» WHAT YOU SHOULD DO
What lines of the data below include the word "Target"? Report them by copying each.
§ §
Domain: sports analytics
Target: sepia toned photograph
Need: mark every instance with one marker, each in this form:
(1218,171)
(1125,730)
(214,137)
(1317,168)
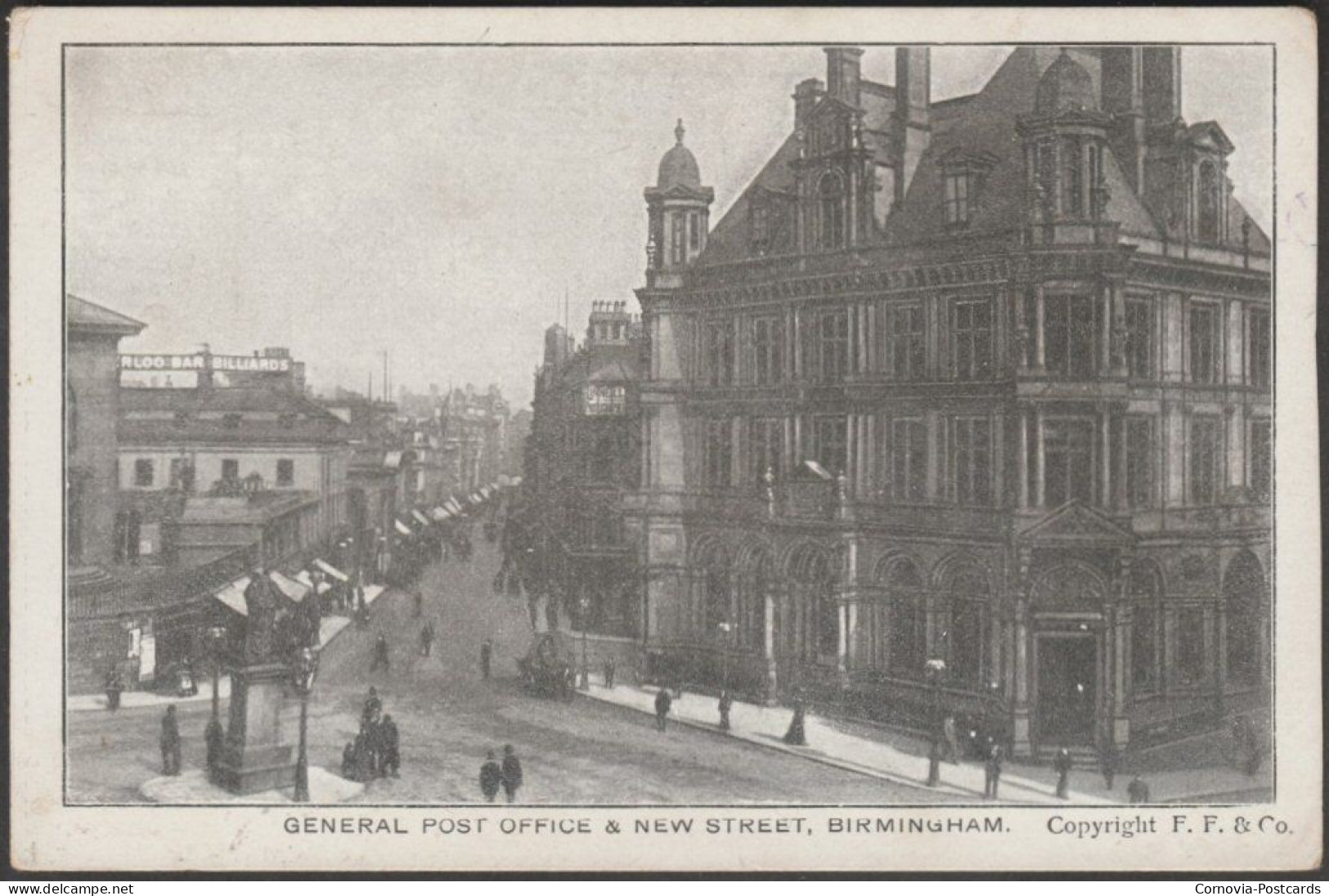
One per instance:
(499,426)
§ §
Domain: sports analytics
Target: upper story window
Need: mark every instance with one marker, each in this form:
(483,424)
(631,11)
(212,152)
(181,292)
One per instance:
§ §
» REPLY TO THE EXERCISE
Target: sepia toned photograph
Target: upper story window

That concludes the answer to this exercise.